PROBLEM A: In the text on bioluminescence imaging, which substrate does firefly luciferase require?
PROBLEM B: Continue the text on bioluminescence imaging with the next part, picking up after its final sentence.

Bioluminescence imaging (BLI) is based on the catalytic activity of luciferase enzymes, which oxidize the substrate called luciferin to generate an excited-state molecule that emits bioluminescence.
In vivo bioluminescence imaging (BLI) has enabled visualization of biological processes in intact living organisms, providing abundant quantitative, spatiotemporal information that is far beyond the reach of conventional in vitro assays. Unlike the fluorescence imaging technique, BLI requires no external excitation light that might cause background fluorescence or phototoxicity in analyzed samples. Therefore, one can achieve exquisitely sensitive imaging in opaque heterogeneous tissues. Consequently, BLI has enabled in vivo monitoring of various biological processes such as tumor growth, cancer metastasis, and bacterial infection[1] [1].
Luciferases used in BLI are derived from diverse species that include beetles, sea pansy, copepods, and deep-sea shrimp. The corresponding luciferins hold distinct chemical structures: firefly luciferase (FLuc, Figure 1a) requires d-luciferin (Figure 2a), while marine Renilla luciferase (RLuc, Figure 1b) and Oplophorus luciferase (OLuc) use coelenterazine (Figure 3b). All luciferins require chemical reactions to emit bioluminescence: the oxidation of luciferins by luciferases to yield excited-state oxyluciferin, and relaxation to the ground state with photon emission. Despite their similarity, the color and intensity of the emitted bioluminescence and the dependency on pH and other molecules (e.g., ATP) differ among luciferase–luciferin pairs. Therefore, the selection of appropriate luciferase–luciferin pairs according to the biological process of interest is crucially important for BLI.

DATA TO EXAMINE:
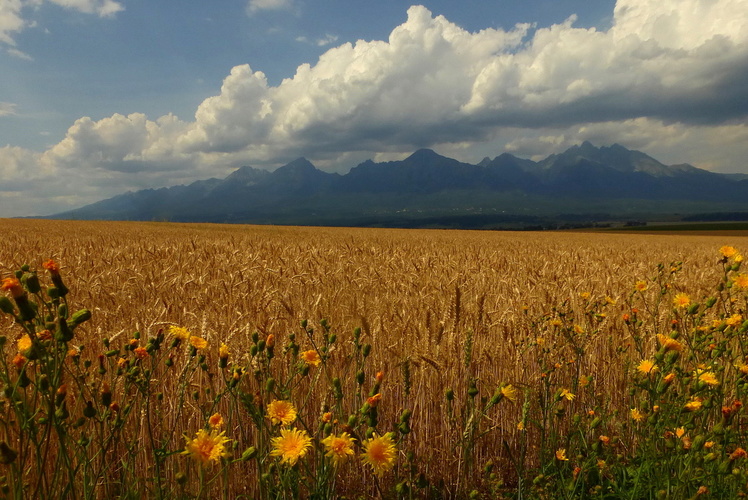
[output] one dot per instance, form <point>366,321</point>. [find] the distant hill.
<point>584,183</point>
--
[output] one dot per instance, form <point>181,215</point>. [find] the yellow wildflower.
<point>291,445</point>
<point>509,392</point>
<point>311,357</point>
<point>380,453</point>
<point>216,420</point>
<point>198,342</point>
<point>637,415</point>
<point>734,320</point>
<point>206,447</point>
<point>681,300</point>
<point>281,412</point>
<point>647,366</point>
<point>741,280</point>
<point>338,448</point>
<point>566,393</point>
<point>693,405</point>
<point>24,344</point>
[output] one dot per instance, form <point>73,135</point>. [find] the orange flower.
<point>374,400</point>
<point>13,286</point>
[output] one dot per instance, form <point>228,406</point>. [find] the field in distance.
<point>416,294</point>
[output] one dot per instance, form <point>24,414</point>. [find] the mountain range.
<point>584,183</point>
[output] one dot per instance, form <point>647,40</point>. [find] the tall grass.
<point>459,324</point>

EXERCISE OUTPUT A: D-luciferin.

EXERCISE OUTPUT B:
Typical natural luciferases emit weak bioluminescence with wavelengths shorter than 650 nm. Therefore, the major obstacles hindering the wider use of in vivo BLI have been the absorption and scattering of emitted bioluminescence by the host tissue. To overcome the defects, many studies have been conducted to yield brighter, red-shifted bioluminescence systems by genetic or chemical engineering. This review briefly explains recent advances in the development of engineered bioluminescence systems. To elucidate the improvements of bioluminescence intensity, we first specifically describe the mutagenic engineering on FLuc, RLuc, and OLuc. Then, we introduce another approach for enhancing bioluminescence intensity using fluorescent proteins, which is based on bioluminescence resonance energy transfer (BRET). Regarding wavelength engineering, we introduce both genetic luciferase manipulation and chemical luciferin engineering. We offer conclusions and perspectives for the future improvement of bioluminescence systems.
Figure 1. 3D structures of luciferases used in in vivo bioluminescence imaging (BLI). (a) Photinus pyralis firefly luciferase (FLuc); PDB ID: 5DVQ. (b) Renilla reniformis luciferase (RLuc); PDB ID: 2PSD. (c) NanoLuc luciferase (NLuc); PDB ID: 5IBO.
Figure 2. Chemical structures of d-luciferin and its red-shifted derivatives: (a) d-luciferin, (b) NH2-NpLH2, (c) OH-NpLH2, (d) 6′-aminoluciferin, (e) CycLuc1, (f) CycLuc2, (g) CycLuc7, (h) CycLuc10 (i) Infra-luciferin, (j) Akalumine-HCl, (k) PhOH-Luc.
Figure 3. Coelenterazine derivatives for brighter or red-shifted bioluminescence systems: (a) Coelenterazine, (b) Furimazine, (c) Diphenylterazine, (d) Selenoterazine, (e) Coelenterazine-v, (f) DeepBlueC, (g) methoxy-eCoelenterazine, (h) BBlue2.3, (i) Hydrofurimazine, (j) Fluorofurimazine, (k) 8pyDTZ.